- **Given exercise**: How many lines in the records below contain the string "slope"? Case counts. Reply with the number alone.

- **Data rows**:
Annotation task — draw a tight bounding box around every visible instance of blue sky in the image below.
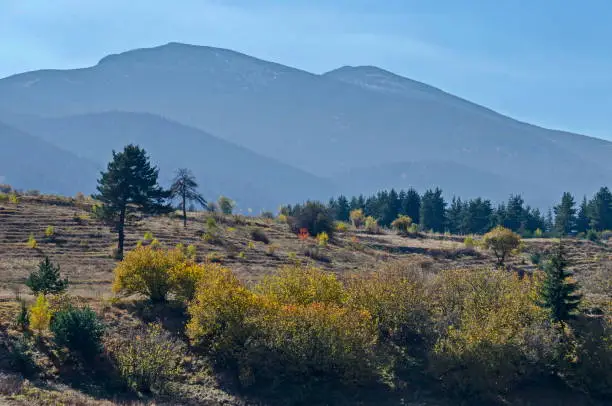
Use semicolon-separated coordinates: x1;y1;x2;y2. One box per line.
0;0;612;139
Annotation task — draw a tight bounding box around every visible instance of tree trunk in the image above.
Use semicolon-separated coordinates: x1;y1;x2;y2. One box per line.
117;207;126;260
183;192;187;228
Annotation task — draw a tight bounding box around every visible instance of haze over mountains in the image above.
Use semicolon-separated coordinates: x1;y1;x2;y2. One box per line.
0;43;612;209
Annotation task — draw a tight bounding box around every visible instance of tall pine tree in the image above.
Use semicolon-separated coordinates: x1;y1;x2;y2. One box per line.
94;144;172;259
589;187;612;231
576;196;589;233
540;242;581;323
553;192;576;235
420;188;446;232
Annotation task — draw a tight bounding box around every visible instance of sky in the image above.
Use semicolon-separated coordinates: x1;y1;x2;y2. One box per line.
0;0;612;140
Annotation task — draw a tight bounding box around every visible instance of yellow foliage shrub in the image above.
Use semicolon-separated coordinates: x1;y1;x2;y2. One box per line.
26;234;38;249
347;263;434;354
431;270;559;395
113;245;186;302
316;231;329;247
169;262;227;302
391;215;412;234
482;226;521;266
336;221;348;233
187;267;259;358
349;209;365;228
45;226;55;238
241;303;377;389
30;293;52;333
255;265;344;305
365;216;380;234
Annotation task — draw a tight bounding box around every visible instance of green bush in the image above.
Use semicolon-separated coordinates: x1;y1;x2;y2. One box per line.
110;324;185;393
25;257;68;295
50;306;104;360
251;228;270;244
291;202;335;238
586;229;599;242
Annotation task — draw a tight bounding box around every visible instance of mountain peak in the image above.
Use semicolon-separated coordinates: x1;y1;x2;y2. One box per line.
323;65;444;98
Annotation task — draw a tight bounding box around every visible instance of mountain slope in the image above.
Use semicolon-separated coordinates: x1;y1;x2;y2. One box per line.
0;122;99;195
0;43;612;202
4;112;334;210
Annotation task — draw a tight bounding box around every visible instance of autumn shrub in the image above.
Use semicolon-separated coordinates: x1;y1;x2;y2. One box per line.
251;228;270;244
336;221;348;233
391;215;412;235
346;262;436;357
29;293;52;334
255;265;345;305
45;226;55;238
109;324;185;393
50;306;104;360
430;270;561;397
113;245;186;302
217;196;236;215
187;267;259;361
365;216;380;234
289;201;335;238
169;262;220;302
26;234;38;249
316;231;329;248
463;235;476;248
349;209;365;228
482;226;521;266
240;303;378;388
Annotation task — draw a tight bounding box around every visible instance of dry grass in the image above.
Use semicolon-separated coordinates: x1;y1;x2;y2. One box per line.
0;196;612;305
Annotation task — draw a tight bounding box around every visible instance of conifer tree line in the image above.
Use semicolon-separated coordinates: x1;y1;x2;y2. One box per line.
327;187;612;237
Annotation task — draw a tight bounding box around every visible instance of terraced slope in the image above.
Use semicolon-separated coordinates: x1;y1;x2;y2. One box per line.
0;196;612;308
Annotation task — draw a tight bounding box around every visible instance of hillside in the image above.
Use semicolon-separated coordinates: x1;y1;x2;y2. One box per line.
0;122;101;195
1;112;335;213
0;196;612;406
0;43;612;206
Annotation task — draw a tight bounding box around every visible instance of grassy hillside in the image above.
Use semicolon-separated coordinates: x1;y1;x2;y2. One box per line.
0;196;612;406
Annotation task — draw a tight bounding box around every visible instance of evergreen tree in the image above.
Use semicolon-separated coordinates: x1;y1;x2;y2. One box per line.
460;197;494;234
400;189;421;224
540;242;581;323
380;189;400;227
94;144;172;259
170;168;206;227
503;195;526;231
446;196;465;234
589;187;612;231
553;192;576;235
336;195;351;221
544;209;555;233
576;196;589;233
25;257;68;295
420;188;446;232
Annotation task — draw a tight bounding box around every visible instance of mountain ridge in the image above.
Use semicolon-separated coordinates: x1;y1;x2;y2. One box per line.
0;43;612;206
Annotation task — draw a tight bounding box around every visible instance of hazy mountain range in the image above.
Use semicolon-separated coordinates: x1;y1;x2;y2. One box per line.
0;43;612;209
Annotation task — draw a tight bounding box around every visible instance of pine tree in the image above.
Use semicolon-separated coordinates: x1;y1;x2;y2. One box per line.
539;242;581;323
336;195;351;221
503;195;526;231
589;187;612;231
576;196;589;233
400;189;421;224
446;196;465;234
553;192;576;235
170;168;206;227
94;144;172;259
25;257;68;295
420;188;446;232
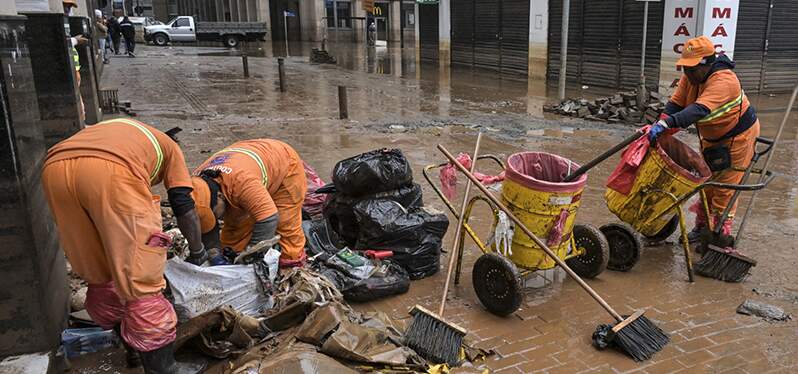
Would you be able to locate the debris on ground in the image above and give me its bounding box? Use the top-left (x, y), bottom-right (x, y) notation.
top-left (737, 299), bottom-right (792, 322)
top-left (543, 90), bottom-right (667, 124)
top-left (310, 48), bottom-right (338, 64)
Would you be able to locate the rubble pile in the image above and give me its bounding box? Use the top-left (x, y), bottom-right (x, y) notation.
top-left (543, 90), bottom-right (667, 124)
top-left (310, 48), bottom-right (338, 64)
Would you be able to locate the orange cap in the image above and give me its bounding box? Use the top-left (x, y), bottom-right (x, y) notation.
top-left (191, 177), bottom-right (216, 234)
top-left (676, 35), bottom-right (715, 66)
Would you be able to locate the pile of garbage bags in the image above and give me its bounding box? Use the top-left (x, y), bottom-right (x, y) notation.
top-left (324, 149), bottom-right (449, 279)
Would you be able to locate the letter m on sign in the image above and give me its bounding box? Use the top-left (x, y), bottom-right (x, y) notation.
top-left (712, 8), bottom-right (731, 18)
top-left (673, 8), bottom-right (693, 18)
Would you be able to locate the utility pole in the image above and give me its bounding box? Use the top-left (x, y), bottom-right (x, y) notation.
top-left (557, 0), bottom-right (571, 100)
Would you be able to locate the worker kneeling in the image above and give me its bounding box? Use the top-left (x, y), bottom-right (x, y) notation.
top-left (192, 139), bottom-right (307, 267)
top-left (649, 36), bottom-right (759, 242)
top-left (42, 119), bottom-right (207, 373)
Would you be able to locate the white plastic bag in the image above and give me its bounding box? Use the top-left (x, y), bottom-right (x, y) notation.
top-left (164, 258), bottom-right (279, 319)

...

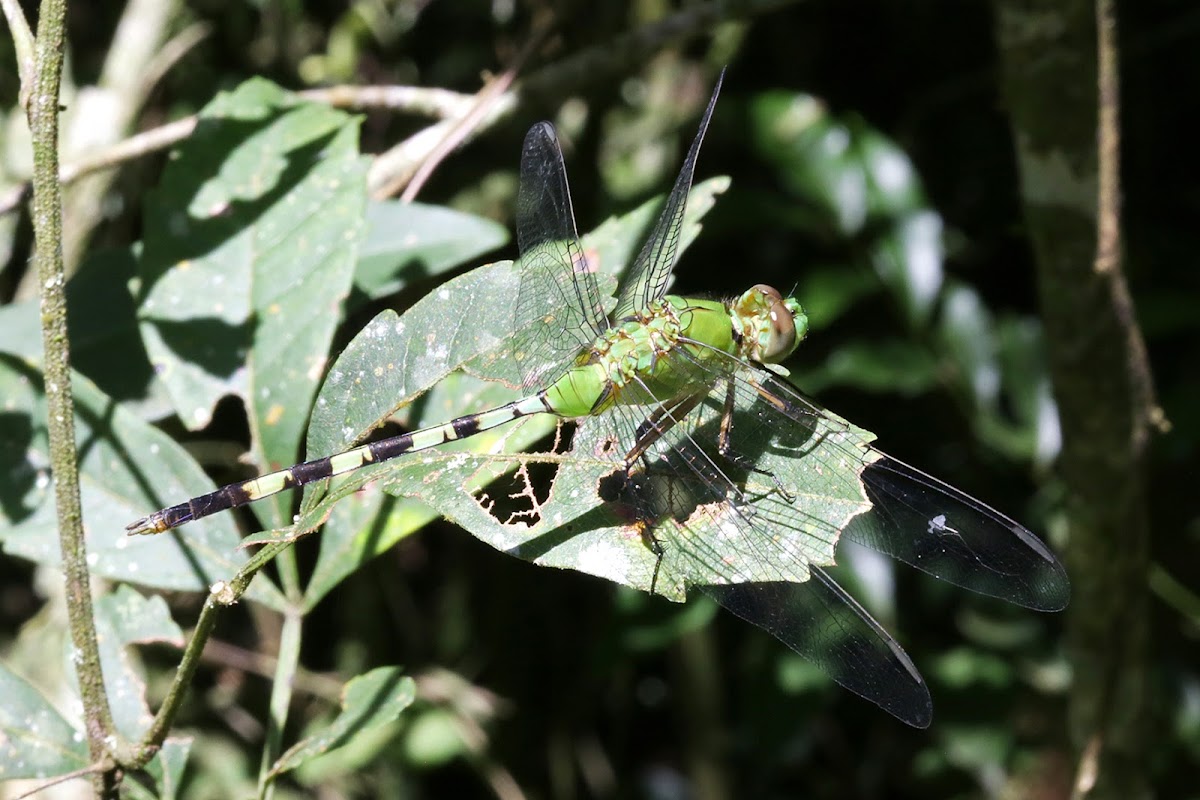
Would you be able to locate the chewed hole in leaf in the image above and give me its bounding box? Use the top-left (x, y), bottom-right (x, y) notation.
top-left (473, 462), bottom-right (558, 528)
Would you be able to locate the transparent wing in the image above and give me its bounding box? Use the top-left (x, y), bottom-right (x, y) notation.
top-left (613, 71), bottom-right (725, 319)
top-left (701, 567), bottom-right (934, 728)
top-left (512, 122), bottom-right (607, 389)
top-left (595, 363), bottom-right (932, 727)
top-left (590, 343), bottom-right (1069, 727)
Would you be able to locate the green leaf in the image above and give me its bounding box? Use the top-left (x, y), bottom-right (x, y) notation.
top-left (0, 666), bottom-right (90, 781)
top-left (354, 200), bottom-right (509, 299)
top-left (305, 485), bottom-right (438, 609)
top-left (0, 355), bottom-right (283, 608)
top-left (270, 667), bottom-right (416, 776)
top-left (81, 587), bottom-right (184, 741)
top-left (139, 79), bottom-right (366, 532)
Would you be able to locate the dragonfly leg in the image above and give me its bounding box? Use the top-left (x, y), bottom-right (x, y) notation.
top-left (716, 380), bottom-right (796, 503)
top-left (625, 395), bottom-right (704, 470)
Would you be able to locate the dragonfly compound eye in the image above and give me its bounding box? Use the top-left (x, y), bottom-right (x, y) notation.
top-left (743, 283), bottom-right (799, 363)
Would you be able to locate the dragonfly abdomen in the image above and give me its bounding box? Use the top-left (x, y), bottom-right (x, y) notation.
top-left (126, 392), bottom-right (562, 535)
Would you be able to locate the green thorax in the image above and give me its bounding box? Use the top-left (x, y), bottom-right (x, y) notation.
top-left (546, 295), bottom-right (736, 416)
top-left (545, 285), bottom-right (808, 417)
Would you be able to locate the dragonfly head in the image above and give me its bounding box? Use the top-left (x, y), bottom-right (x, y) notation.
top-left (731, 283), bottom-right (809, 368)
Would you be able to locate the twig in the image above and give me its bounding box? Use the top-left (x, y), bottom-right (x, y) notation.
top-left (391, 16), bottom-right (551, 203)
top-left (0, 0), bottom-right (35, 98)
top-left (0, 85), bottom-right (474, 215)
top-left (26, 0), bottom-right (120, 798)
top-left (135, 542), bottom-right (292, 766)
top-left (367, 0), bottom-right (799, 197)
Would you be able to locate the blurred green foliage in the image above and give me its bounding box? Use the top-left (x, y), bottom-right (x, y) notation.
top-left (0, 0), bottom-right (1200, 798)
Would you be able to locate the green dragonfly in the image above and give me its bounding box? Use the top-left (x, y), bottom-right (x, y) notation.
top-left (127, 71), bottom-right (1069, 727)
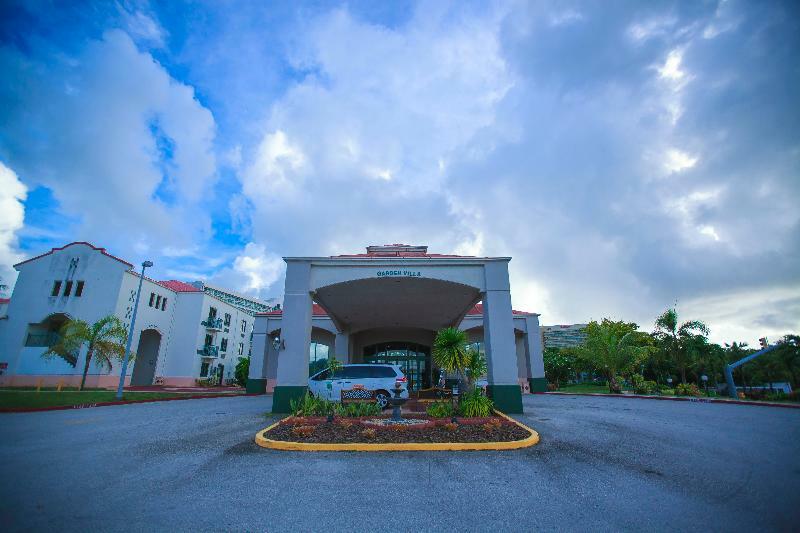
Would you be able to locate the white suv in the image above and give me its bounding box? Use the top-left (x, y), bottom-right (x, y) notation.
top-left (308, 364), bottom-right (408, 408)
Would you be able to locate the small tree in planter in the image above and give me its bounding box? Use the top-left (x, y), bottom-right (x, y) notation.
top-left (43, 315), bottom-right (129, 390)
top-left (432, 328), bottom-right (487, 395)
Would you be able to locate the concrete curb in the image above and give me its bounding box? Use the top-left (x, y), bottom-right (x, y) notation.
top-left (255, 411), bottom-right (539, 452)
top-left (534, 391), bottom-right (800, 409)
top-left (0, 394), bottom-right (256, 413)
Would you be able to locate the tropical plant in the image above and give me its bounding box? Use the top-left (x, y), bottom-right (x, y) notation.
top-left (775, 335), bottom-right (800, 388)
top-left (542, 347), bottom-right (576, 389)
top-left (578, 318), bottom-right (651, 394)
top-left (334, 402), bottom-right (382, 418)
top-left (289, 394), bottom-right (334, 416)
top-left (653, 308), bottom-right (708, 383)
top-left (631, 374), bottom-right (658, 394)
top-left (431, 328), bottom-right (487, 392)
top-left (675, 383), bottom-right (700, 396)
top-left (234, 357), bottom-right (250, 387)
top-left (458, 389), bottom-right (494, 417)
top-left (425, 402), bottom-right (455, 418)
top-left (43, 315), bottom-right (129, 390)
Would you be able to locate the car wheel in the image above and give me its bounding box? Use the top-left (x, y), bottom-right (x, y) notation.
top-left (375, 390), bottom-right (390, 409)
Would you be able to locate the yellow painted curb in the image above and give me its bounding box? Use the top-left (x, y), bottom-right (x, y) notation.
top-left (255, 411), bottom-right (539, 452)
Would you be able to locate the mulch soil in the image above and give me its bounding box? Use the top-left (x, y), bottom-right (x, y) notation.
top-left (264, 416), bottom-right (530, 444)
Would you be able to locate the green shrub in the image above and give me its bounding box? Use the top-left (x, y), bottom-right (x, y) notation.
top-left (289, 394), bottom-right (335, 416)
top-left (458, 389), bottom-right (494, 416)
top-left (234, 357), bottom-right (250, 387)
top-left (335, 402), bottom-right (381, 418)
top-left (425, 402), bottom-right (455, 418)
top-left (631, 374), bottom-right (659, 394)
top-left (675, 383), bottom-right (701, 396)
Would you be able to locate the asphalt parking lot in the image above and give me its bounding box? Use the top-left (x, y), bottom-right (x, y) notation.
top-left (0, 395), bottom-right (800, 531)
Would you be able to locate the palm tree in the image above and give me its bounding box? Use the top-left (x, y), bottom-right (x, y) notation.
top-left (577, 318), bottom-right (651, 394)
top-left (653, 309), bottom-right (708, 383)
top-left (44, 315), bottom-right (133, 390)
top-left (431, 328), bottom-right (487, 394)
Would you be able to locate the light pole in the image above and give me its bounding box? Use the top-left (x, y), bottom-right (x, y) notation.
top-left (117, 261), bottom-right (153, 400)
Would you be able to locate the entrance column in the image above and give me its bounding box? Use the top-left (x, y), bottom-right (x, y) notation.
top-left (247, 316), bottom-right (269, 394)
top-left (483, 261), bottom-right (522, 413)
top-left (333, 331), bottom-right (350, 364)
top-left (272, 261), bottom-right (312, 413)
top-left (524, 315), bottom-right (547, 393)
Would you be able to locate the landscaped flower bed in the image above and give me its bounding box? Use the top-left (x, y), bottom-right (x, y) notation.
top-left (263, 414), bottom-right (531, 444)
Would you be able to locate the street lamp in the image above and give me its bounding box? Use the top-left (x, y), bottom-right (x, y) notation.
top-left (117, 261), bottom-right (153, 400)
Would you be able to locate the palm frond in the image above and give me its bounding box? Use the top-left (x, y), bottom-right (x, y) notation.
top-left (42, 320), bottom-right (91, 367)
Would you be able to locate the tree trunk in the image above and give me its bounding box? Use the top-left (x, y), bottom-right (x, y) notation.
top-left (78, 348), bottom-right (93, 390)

* * *

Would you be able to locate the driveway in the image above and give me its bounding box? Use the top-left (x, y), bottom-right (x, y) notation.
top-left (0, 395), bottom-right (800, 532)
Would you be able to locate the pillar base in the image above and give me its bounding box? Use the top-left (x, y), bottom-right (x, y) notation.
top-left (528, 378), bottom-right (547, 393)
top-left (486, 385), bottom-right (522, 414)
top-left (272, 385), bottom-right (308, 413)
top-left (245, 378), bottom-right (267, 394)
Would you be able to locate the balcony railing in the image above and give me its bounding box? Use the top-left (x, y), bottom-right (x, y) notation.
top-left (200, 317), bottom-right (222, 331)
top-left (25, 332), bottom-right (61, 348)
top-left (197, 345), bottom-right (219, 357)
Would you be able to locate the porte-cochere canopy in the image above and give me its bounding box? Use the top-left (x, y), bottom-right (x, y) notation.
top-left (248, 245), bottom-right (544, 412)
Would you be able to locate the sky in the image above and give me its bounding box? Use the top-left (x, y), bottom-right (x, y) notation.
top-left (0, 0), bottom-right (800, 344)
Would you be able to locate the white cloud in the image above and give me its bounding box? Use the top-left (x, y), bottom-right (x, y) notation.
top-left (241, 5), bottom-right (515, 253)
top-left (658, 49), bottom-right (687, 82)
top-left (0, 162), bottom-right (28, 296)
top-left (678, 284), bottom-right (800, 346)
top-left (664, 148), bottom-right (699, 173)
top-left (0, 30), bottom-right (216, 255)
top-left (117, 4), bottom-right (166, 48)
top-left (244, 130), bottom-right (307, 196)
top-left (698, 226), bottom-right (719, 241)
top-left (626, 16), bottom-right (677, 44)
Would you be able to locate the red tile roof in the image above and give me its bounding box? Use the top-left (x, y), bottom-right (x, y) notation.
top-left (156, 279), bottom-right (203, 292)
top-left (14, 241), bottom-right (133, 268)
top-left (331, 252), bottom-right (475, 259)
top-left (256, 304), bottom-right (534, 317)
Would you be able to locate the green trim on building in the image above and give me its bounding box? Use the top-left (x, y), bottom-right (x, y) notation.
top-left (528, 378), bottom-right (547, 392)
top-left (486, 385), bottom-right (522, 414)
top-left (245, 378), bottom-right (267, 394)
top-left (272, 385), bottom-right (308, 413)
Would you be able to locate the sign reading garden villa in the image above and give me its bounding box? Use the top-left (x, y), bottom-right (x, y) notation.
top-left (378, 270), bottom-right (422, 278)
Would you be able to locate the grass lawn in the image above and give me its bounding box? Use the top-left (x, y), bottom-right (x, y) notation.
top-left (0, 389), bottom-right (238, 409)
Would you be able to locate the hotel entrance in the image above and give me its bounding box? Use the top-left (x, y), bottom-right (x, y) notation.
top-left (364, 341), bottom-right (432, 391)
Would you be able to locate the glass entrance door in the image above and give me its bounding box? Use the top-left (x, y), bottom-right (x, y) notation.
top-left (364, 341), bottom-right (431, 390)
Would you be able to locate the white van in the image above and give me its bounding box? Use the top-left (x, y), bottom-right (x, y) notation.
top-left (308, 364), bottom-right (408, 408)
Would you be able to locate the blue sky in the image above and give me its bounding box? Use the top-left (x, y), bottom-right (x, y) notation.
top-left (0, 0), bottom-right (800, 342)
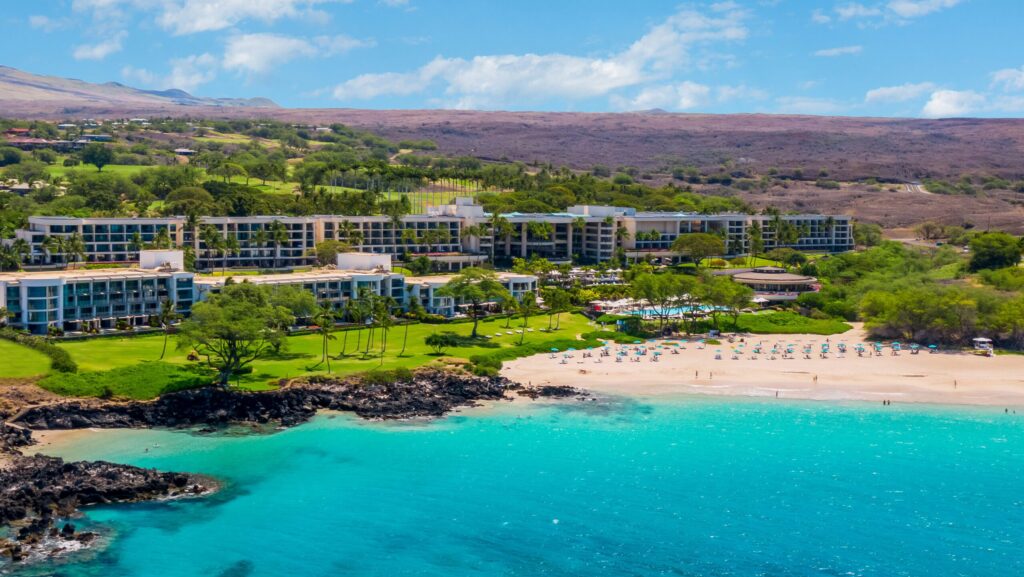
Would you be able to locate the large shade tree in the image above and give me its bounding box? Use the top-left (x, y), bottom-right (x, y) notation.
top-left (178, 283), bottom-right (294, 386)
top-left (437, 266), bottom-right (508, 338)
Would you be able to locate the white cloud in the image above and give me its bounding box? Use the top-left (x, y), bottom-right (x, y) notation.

- **Result**: 2